- **Dataset content**:
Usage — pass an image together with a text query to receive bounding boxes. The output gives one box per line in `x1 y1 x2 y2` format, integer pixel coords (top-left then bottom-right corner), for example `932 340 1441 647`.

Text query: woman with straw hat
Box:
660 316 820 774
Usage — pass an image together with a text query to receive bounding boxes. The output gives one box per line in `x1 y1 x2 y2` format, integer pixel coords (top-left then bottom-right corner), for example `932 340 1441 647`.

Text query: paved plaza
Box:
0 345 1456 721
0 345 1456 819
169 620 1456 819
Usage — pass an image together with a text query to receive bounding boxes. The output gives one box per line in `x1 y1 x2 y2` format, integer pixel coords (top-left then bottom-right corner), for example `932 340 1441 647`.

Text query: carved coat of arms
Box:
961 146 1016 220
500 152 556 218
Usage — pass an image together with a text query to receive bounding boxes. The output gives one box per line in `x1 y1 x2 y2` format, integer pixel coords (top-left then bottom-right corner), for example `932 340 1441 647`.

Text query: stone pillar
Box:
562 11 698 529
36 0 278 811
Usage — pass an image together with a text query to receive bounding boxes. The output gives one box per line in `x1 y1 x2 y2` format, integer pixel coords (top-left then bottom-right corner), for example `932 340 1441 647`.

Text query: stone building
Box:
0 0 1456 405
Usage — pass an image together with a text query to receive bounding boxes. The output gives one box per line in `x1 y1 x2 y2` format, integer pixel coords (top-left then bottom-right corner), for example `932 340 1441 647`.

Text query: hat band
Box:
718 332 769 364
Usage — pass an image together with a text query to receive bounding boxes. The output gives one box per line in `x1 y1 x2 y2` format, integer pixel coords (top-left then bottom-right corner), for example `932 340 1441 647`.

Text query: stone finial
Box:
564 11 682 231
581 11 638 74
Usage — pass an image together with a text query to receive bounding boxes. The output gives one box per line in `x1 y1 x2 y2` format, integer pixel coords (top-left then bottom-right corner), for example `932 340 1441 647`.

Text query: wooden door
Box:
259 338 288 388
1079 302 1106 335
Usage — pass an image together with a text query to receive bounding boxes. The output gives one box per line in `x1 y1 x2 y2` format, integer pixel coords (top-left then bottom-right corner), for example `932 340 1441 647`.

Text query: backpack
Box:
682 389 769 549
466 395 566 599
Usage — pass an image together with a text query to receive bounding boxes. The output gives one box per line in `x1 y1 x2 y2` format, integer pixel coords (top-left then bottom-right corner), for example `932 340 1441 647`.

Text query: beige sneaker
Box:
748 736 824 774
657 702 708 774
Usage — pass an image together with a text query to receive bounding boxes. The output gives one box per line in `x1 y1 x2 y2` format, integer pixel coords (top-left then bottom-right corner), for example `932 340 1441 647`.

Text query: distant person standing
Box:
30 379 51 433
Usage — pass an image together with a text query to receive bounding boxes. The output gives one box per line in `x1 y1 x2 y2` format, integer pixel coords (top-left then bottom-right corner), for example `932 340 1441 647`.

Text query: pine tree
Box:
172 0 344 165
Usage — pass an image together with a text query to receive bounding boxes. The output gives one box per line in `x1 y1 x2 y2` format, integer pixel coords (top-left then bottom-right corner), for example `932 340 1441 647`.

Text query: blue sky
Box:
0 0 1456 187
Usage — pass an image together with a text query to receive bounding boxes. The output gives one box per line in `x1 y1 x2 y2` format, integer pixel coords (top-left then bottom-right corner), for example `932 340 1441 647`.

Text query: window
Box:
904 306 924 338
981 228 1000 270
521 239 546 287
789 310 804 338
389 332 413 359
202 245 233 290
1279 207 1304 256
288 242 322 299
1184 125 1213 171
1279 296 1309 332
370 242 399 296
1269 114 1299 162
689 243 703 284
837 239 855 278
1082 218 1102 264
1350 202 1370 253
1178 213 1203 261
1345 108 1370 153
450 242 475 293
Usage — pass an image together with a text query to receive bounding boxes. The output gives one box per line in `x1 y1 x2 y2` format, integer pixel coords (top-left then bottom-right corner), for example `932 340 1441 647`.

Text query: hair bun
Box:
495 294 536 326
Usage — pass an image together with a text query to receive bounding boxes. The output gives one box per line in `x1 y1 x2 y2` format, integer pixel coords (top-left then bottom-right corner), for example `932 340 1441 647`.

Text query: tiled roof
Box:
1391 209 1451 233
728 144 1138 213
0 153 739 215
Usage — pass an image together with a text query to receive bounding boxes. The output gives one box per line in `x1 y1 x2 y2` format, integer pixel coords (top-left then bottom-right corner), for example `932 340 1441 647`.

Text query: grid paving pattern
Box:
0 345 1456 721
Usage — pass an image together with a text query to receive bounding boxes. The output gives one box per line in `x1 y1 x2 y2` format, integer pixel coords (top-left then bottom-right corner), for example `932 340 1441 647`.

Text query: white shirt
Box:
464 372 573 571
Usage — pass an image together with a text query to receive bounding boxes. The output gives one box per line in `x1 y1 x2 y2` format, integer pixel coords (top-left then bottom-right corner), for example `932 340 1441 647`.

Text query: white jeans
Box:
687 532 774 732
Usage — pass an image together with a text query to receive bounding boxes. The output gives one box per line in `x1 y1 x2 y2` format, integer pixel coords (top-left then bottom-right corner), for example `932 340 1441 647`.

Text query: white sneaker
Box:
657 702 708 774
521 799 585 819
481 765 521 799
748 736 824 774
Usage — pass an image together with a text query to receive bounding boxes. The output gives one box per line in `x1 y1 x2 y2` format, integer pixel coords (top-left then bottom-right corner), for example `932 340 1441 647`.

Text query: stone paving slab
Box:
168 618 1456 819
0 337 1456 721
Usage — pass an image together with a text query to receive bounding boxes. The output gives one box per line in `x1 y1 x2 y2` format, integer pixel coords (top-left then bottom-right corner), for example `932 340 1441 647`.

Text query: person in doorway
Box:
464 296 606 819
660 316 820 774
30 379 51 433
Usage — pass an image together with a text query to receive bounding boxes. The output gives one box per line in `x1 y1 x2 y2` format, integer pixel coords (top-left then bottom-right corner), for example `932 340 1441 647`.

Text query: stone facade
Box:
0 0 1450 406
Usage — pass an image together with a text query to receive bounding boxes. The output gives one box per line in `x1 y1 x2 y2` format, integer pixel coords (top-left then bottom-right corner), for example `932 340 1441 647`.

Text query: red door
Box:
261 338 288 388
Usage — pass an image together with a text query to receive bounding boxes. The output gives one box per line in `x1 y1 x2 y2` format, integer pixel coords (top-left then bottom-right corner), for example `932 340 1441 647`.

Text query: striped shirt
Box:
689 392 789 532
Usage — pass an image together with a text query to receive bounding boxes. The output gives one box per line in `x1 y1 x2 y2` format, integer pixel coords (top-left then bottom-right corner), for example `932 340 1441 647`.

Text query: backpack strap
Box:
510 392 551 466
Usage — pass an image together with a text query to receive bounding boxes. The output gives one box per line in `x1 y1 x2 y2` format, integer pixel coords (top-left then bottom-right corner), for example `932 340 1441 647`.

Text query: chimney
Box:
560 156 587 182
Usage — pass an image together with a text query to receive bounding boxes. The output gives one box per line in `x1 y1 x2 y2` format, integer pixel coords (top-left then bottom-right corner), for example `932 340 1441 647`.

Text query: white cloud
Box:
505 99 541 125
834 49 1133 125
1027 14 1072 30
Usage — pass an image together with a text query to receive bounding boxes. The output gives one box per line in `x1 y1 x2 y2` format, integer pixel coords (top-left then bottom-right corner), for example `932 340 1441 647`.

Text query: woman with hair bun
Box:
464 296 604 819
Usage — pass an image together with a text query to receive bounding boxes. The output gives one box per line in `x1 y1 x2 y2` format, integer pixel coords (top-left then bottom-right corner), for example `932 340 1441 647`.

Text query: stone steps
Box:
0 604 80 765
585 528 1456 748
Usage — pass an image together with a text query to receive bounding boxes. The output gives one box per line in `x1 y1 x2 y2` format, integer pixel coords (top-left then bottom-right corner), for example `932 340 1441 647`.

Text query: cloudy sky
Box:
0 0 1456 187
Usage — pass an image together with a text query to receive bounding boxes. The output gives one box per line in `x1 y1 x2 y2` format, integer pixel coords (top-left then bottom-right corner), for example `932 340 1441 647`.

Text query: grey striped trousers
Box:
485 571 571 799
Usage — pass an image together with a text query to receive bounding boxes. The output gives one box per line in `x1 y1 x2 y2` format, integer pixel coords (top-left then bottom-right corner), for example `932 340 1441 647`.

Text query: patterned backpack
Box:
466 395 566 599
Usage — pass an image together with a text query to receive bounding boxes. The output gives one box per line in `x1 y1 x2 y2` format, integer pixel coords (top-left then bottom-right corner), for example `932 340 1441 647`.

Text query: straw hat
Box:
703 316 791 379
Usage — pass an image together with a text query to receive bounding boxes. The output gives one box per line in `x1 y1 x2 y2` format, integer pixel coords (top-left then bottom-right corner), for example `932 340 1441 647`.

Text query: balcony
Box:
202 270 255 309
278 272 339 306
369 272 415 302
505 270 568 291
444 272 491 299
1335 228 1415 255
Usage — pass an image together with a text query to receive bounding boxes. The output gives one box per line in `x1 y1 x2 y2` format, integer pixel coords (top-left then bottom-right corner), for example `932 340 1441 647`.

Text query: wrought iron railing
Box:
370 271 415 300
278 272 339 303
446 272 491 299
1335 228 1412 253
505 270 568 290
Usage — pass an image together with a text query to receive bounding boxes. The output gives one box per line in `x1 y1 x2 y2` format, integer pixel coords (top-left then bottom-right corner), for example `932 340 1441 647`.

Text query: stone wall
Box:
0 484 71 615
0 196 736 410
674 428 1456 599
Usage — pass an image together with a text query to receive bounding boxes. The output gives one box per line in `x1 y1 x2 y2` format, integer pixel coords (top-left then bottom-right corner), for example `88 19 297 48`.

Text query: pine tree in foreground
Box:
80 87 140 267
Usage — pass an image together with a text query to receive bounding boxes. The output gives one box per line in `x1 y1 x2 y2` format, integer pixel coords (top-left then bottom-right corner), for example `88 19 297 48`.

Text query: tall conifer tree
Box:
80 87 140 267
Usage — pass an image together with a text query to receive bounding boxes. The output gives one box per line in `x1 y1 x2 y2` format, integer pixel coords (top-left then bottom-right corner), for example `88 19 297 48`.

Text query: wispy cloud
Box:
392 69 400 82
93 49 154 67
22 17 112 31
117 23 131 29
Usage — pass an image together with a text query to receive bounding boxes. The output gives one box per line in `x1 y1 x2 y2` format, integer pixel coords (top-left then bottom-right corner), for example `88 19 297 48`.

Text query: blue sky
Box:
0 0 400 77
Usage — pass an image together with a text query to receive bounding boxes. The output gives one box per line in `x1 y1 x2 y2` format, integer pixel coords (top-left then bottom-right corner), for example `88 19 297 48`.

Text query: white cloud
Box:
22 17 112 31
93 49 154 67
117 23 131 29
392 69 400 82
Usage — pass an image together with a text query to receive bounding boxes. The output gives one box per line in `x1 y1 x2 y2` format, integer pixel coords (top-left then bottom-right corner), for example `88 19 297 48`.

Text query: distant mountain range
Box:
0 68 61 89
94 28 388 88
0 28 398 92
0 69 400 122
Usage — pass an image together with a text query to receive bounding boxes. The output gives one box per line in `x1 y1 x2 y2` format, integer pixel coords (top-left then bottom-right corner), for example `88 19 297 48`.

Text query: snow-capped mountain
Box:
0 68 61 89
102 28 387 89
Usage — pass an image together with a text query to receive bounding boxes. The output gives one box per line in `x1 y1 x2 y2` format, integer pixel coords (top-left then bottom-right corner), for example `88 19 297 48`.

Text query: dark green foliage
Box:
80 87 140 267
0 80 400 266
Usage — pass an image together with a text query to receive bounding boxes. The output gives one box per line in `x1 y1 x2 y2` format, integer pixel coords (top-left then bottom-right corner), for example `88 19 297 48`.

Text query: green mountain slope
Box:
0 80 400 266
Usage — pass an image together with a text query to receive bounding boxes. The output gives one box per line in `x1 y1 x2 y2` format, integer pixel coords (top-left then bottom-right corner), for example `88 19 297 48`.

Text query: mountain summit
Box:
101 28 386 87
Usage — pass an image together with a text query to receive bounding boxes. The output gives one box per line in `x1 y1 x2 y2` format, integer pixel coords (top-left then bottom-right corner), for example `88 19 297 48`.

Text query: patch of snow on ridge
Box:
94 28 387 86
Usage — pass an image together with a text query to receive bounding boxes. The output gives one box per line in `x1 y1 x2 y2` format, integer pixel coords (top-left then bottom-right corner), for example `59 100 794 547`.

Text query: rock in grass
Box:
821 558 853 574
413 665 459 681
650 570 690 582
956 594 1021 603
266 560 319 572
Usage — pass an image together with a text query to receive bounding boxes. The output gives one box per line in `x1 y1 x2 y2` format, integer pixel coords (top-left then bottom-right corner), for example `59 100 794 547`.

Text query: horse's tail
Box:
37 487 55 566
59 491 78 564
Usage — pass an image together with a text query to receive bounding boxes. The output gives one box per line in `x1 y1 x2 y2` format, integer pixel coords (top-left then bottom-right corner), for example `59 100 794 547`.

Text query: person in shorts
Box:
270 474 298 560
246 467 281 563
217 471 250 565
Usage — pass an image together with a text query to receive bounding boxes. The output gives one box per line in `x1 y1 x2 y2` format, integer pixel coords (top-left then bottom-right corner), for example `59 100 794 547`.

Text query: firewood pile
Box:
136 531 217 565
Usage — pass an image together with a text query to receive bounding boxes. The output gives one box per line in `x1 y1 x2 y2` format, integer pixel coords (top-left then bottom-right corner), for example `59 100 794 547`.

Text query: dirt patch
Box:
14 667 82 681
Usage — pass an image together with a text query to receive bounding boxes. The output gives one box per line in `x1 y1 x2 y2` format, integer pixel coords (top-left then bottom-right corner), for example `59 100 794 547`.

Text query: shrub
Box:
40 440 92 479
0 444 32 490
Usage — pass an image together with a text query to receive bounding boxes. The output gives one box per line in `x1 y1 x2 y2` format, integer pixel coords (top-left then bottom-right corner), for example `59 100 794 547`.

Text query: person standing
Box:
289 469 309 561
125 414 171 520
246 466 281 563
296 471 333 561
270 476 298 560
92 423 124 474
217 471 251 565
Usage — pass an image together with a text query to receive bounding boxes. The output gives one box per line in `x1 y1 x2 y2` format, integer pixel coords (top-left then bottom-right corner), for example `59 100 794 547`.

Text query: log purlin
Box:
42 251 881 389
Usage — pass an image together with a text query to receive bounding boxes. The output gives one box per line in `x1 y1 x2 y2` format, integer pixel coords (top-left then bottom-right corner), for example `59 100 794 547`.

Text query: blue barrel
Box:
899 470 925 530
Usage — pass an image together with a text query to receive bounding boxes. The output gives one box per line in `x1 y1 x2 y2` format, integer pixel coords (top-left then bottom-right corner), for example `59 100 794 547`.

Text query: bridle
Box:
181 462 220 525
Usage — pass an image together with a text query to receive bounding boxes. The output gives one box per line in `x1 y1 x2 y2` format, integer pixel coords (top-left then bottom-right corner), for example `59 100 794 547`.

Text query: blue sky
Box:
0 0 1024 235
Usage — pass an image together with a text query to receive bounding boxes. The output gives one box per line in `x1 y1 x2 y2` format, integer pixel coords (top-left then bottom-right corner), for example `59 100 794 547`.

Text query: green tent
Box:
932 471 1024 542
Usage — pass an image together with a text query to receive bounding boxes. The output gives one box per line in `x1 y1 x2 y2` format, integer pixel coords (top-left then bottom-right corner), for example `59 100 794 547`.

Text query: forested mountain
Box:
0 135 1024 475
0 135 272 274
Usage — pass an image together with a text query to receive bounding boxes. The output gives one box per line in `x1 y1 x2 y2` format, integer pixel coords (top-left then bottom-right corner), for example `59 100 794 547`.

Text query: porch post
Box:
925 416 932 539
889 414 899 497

- **Exercise**: Report how many lines of the records contain the word "person". Give only the number.

- **Response below**: 4